## START

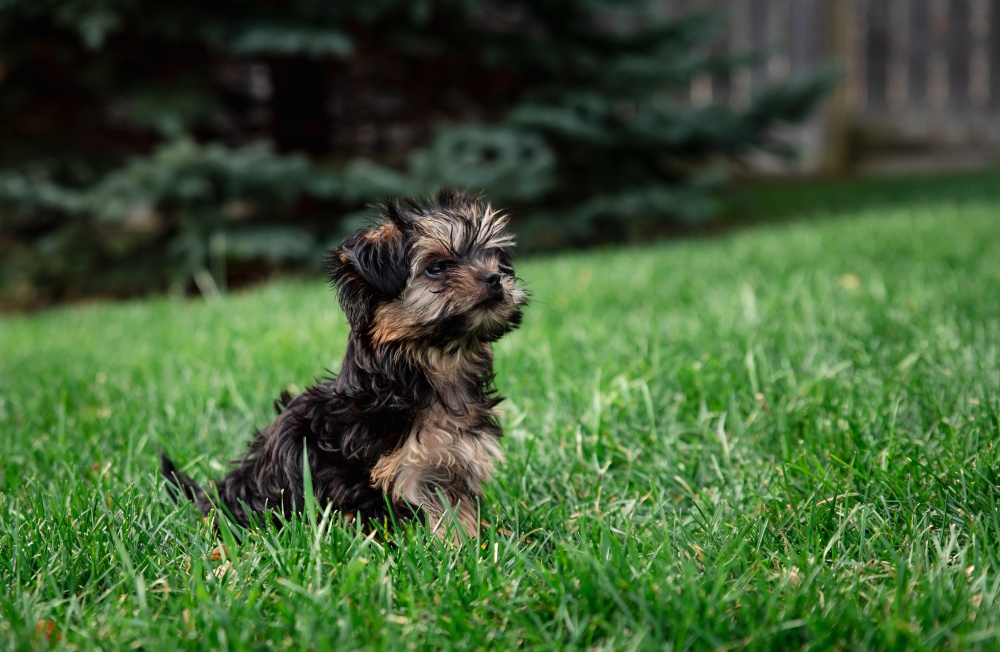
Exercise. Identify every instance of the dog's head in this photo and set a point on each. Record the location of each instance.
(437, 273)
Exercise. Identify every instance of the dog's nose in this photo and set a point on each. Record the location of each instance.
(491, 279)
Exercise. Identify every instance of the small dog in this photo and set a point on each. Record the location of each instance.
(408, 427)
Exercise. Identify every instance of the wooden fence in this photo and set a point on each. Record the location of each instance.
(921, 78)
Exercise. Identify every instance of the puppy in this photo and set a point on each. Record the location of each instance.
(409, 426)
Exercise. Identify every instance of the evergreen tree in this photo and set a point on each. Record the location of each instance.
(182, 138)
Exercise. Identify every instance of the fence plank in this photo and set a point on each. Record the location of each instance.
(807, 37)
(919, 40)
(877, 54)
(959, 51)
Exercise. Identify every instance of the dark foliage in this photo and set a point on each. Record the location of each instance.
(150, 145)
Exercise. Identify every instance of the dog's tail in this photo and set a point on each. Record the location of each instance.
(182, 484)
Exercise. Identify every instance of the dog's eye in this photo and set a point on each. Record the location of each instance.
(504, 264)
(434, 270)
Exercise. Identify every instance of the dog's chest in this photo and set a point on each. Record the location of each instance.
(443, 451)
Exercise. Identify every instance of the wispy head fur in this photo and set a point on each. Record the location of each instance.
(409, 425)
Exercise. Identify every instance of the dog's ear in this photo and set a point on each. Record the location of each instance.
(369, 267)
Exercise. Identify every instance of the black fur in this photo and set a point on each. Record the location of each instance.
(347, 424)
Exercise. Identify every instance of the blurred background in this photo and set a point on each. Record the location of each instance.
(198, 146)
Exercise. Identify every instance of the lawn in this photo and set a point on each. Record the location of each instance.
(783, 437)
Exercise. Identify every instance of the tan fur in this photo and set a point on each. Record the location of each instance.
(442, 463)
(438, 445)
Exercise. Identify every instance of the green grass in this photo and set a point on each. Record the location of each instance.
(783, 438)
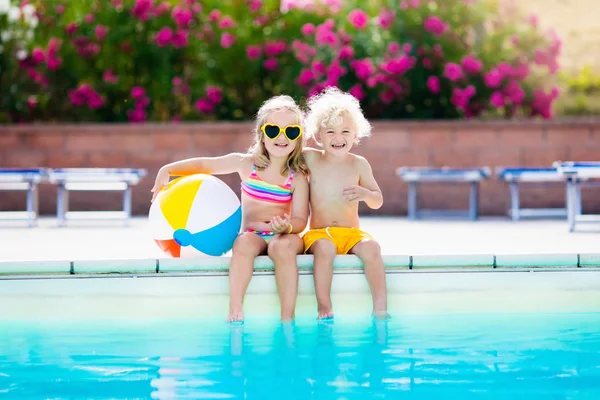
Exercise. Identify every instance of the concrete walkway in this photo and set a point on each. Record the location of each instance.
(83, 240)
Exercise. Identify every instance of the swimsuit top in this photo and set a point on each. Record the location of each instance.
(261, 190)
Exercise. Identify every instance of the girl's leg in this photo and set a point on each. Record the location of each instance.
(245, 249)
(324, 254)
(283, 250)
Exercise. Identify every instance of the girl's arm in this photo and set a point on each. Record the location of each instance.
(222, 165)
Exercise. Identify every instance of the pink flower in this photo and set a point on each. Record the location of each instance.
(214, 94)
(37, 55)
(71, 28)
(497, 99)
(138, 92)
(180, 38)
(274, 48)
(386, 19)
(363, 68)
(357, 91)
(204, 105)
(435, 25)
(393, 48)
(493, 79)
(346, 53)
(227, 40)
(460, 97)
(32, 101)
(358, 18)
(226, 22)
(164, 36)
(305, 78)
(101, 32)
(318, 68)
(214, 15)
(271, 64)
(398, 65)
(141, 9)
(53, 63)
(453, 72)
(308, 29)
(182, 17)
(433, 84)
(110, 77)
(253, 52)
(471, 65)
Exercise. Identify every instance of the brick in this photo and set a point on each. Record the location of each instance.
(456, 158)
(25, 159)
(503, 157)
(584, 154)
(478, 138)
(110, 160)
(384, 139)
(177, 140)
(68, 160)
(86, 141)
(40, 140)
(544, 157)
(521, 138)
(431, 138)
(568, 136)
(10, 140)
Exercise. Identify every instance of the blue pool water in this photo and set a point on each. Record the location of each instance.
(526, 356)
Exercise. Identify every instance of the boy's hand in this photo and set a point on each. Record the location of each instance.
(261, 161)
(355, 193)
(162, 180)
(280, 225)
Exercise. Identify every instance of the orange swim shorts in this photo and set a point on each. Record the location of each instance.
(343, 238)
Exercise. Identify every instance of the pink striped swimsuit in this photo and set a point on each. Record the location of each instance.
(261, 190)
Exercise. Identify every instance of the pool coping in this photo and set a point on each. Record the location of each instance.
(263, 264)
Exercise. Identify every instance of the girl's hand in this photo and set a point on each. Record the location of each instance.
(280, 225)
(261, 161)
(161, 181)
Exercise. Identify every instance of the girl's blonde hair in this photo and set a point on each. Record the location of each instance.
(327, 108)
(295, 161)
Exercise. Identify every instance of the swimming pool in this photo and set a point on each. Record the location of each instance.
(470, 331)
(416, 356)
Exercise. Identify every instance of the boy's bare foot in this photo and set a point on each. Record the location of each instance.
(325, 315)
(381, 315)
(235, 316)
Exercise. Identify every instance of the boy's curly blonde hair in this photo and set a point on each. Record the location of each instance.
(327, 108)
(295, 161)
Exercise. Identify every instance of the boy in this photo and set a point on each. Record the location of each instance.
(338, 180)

## END

*The problem*.
Return every line of the material above unchanged and in its original order, but leave out the pictures.

*Finished answer*.
Exercise. Identify every instance of the dog's head in this photo and set a point on each. Record the location of each instance.
(437, 273)
Exercise. Identify every instance of the dog's nose in this photo and set a point on each. Record the location of each instance.
(491, 279)
Exercise. Identify every instance of the small dog in this photo and set a point on each. Record the location of each instance.
(408, 427)
Exercise. Identify every instance of the wooden fence in this photo and set a point on each. Record the location of each instance.
(921, 78)
Exercise. Identify every instance of the puppy in this photo and set a point on each. Record the location of each instance.
(409, 426)
Exercise. Identify every instance of the evergreen tree in this photo and set a point on each. Record the location of each instance.
(182, 138)
Exercise. Identify every instance of the fence plank in this photo and set a point on each. Record the location of each instance.
(807, 37)
(919, 40)
(877, 54)
(959, 51)
Exercise. Identify every instance of the dark foliage in this photo and set a point on each. Record the location of each instance.
(150, 145)
Exercise. Identify every instance of the dog's tail in this photo and set a point on each. Record the location of each instance.
(182, 484)
Exercise. Identify every instance of the dog's eye in this photo and set a point on each. Record the location of each instance.
(504, 264)
(434, 270)
Exercise. Identify every instance of the dog's chest in this photo and set a point on each. Record the location of each instance.
(443, 451)
Exercise. Identify every instance of the wispy head fur in this photo and set a point on each. Record the location of each instance.
(409, 425)
Exercise. Identify every instance of the dog's ear in this photo and set a point on each. Record the location of each instance.
(369, 267)
Exercise. Identify every instance of the black fur in this photo and set a point on each. Record the location of each instance.
(347, 424)
Exercise. Identify every instance of the blurred background in this photo and set a point on each. Record the location of each instance.
(198, 146)
Exercise. Identify every instance of the lawn in this photo and set a point on each. Record the location of each instance.
(783, 437)
Exercise. Identify every instance of the tan fur in this photo and set a point on each. Record the location of each instance.
(442, 463)
(438, 445)
Exercise. Identify every instance of the green grass in this photo and set a point on each. Record the location of each instance.
(783, 438)
Exercise. Identify every instance of the concrete walkway in this photo and set a point on each. Record the location of each instance.
(83, 240)
Exercise. Identify every instance of the swimsuit top in this photo and set a point on each. Record the location of each instance.
(261, 190)
Exercise. Identify every instance of the girl's leg in this photo and set a point on each. Record the location of each instance.
(245, 249)
(324, 254)
(283, 250)
Exercise. Identify every instance of the girl's arm in this photo and set a point on each. Record the location of each instance.
(222, 165)
Exercise. Identify every instance of the pink flower in this photo and set a point on each. Record the location of each instance.
(214, 94)
(37, 55)
(71, 28)
(497, 99)
(138, 92)
(180, 38)
(274, 48)
(386, 19)
(363, 68)
(357, 91)
(204, 105)
(435, 25)
(393, 48)
(493, 79)
(346, 53)
(227, 40)
(460, 97)
(32, 101)
(358, 18)
(226, 22)
(164, 36)
(305, 78)
(101, 32)
(318, 68)
(214, 15)
(271, 64)
(398, 65)
(141, 9)
(53, 63)
(453, 72)
(308, 29)
(182, 17)
(433, 84)
(110, 77)
(253, 52)
(471, 65)
Exercise. Identify every instance of the brick in this photo and set a point on each. Record the location of each instance.
(456, 158)
(25, 159)
(503, 157)
(584, 154)
(478, 138)
(110, 160)
(384, 139)
(177, 140)
(68, 160)
(86, 141)
(40, 140)
(544, 157)
(521, 138)
(431, 138)
(568, 136)
(10, 140)
Exercise. Identify every instance of the blue pool water in this photo and set a point on each. Record the location of each instance.
(526, 356)
Exercise. Identify every instance of the boy's hand in this photo and set a point on each. Record the location of each instance.
(261, 161)
(355, 193)
(162, 180)
(280, 225)
Exercise. Identify every instance of the orange swim shorts in this photo and set a point on each. Record the location of each instance.
(343, 238)
Exercise. Identify every instance of the pink striped swimsuit in this photo and set a point on each. Record the location of each instance.
(261, 190)
Exercise. Identify every instance of the pool coping in this photo and set a point on each. Record the location of each instance.
(263, 264)
Exercise. Identify every instance of the girl's hand in this photo and set a point on each. Record the location of each instance.
(280, 225)
(261, 161)
(161, 181)
Exercise. Identify every instance of the girl's blonde hair in this photo and set a point on each. Record the location of each instance.
(327, 108)
(295, 161)
Exercise. Identify every instance of the swimming pool in this photo and set a point on each. Record the location of each instance.
(470, 331)
(416, 356)
Exercise. Identify every instance of the boy's bare foot in this photo and set a point on each. Record the location of each instance.
(325, 315)
(381, 315)
(235, 316)
Exercise. Identify every instance of the boy's curly blonde hair in this photo and set a point on each. Record the location of each instance.
(327, 108)
(295, 161)
Exercise. Identify every instance of the boy in this photo and set a point on each. Record the location of each instance.
(338, 180)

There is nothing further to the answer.